** Directions for this task **
Reproduce the stretch from the start of the lines through the line containing "[[[195,104],[195,86],[191,85],[191,107],[193,107]]]", with requests included and pictures omitted, and add 131 to every polygon vertex coordinate in the answers.

** Records for this exercise **
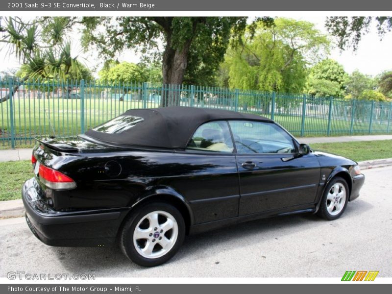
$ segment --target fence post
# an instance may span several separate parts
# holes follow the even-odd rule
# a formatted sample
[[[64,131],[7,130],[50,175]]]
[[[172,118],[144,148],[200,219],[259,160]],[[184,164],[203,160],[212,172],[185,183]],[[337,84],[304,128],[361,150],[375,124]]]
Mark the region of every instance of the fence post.
[[[195,104],[195,86],[191,85],[191,107],[193,107]]]
[[[329,136],[331,133],[331,118],[332,116],[332,97],[329,97],[329,108],[328,111],[328,128],[327,129],[327,136]]]
[[[9,100],[9,111],[11,126],[11,147],[15,148],[15,134],[14,128],[14,105],[12,100],[14,92],[14,80],[12,77],[8,78],[8,100]]]
[[[357,104],[357,100],[353,99],[352,100],[352,106],[351,106],[351,123],[350,125],[350,134],[352,135],[354,132],[354,117],[355,115],[355,105]]]
[[[235,111],[238,111],[238,101],[239,100],[239,97],[240,96],[240,90],[238,89],[236,89],[236,99],[235,101],[234,104],[234,110]]]
[[[305,135],[305,115],[306,112],[306,95],[302,98],[302,119],[301,123],[301,137]]]
[[[143,108],[147,108],[147,83],[143,83],[143,88],[142,90],[143,96]]]
[[[371,110],[370,111],[370,120],[369,122],[369,134],[371,133],[371,129],[373,126],[373,113],[374,112],[374,100],[371,100]]]
[[[275,118],[275,91],[272,91],[272,99],[271,101],[271,119],[273,120]]]
[[[84,133],[85,121],[84,80],[82,79],[80,81],[80,130],[82,134]]]
[[[389,103],[389,112],[388,113],[388,125],[387,126],[387,132],[391,132],[390,125],[391,124],[391,117],[392,116],[392,102]]]

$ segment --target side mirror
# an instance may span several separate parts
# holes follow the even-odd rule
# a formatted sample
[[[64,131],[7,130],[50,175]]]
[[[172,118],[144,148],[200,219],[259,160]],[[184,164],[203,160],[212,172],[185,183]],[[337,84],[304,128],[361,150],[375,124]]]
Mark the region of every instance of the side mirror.
[[[307,144],[299,144],[298,153],[301,155],[306,155],[310,152],[310,147]]]

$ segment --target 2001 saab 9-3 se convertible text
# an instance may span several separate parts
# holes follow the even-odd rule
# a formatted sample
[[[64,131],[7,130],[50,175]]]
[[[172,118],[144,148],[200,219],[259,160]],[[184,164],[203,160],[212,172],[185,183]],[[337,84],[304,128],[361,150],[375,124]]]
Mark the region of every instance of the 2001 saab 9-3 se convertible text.
[[[365,176],[349,159],[311,151],[273,121],[225,110],[128,110],[77,139],[40,139],[23,188],[44,243],[107,246],[162,264],[186,234],[272,216],[335,220]]]

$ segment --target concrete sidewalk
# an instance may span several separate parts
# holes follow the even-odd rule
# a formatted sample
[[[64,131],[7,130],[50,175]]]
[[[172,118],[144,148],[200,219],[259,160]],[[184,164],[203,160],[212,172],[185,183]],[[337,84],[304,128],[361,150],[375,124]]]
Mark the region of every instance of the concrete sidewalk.
[[[333,143],[365,141],[392,140],[392,135],[369,135],[366,136],[345,136],[342,137],[317,137],[314,138],[299,137],[297,139],[301,143]],[[32,149],[14,149],[0,150],[0,161],[30,160]]]
[[[9,149],[0,150],[0,161],[16,161],[31,159],[32,149]]]

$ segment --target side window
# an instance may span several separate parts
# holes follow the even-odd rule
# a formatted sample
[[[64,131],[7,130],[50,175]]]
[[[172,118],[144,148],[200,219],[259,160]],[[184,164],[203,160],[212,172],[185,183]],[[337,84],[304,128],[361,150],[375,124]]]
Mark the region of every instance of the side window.
[[[233,152],[233,142],[227,122],[211,122],[200,125],[190,140],[187,149]]]
[[[229,123],[238,153],[295,152],[291,137],[275,123],[246,121]]]

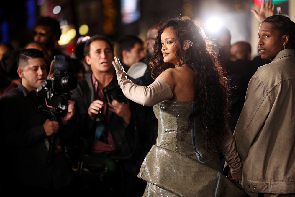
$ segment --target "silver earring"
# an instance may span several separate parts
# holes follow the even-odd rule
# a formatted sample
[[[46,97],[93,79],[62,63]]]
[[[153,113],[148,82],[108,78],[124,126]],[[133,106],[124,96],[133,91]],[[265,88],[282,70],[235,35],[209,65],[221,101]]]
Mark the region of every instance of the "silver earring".
[[[186,41],[186,43],[188,43],[189,44],[189,45],[190,46],[192,46],[193,44],[192,42],[191,42],[189,40],[188,40],[187,41]]]

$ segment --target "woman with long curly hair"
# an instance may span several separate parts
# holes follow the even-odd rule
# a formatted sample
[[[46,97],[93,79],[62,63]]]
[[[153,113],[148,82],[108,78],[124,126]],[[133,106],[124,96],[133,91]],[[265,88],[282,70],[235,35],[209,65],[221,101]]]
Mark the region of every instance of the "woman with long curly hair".
[[[119,59],[113,62],[127,98],[153,106],[157,144],[138,177],[148,182],[144,196],[242,196],[222,174],[221,149],[238,182],[242,164],[227,126],[228,88],[204,31],[192,20],[169,20],[159,30],[150,66],[155,81],[133,84]]]

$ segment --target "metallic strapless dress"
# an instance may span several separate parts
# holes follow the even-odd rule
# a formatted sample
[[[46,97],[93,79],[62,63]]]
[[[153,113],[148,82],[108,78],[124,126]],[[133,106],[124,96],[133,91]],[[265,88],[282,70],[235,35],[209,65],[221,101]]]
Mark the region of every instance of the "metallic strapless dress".
[[[222,174],[217,154],[204,148],[199,121],[187,127],[193,102],[163,101],[153,106],[157,143],[138,174],[148,183],[144,196],[240,197],[244,192]]]

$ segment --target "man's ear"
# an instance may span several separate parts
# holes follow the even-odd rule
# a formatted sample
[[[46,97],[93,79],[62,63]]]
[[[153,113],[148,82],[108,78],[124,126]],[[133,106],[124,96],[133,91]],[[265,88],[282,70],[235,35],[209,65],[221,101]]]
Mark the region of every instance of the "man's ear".
[[[287,44],[288,43],[288,42],[289,42],[289,41],[290,40],[290,37],[289,36],[289,35],[285,35],[283,36],[283,43],[285,43],[285,45],[287,45]]]
[[[21,79],[23,79],[24,78],[24,70],[20,68],[17,69],[17,74],[19,76],[19,78]]]
[[[86,55],[85,56],[85,60],[86,60],[86,63],[88,65],[91,65],[91,59],[89,55]]]

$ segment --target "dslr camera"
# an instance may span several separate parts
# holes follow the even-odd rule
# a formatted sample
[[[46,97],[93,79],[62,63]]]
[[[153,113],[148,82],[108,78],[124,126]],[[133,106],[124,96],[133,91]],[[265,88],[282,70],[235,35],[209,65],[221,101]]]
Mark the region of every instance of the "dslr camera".
[[[77,79],[67,76],[70,67],[68,63],[55,61],[53,65],[54,75],[44,80],[37,88],[39,95],[44,97],[46,105],[41,109],[52,120],[64,116],[68,112],[68,101],[70,99],[70,91],[78,85]]]
[[[122,90],[119,85],[116,84],[108,85],[102,89],[104,98],[108,102],[112,103],[115,99],[120,103],[124,103],[128,99],[123,93]]]
[[[70,99],[70,90],[78,85],[77,79],[67,75],[70,68],[68,63],[63,60],[56,60],[53,65],[54,76],[42,82],[37,88],[40,96],[44,96],[46,106],[40,105],[39,112],[44,114],[51,120],[58,121],[60,117],[64,117],[68,112],[68,101]],[[47,164],[53,164],[55,136],[53,135],[48,138],[49,146],[47,157]]]

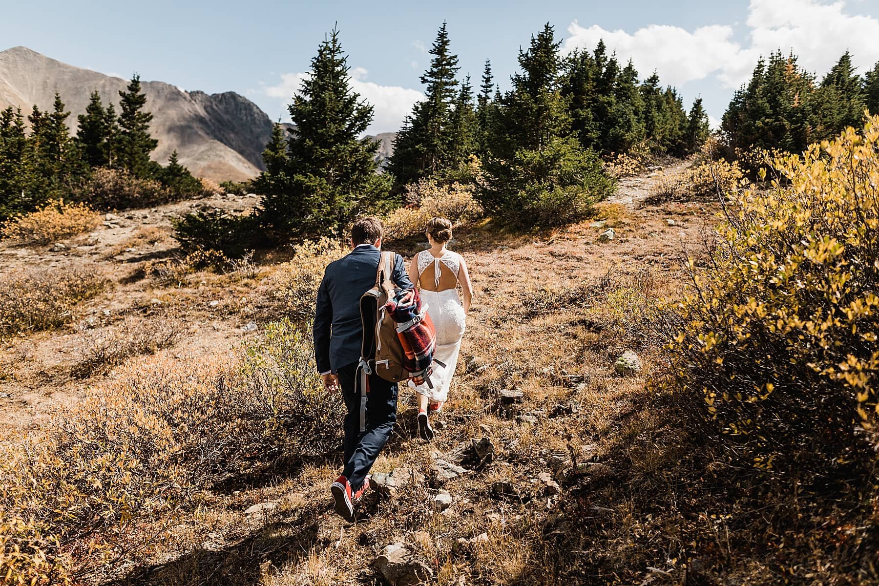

** The response **
$ segment --target fence post
# an instance may span several separate parts
# holes follow the even-odd rule
# a formatted sample
[[[64,131],[7,130],[50,175]]]
[[[172,118],[144,148],[200,219],[259,160]],[[184,164],[203,160],[212,172],[185,183]],[[337,84],[304,128],[361,150],[375,124]]]
Mark the region of every instance of the fence post.
[[[326,235],[326,217],[322,216],[322,238],[324,238]]]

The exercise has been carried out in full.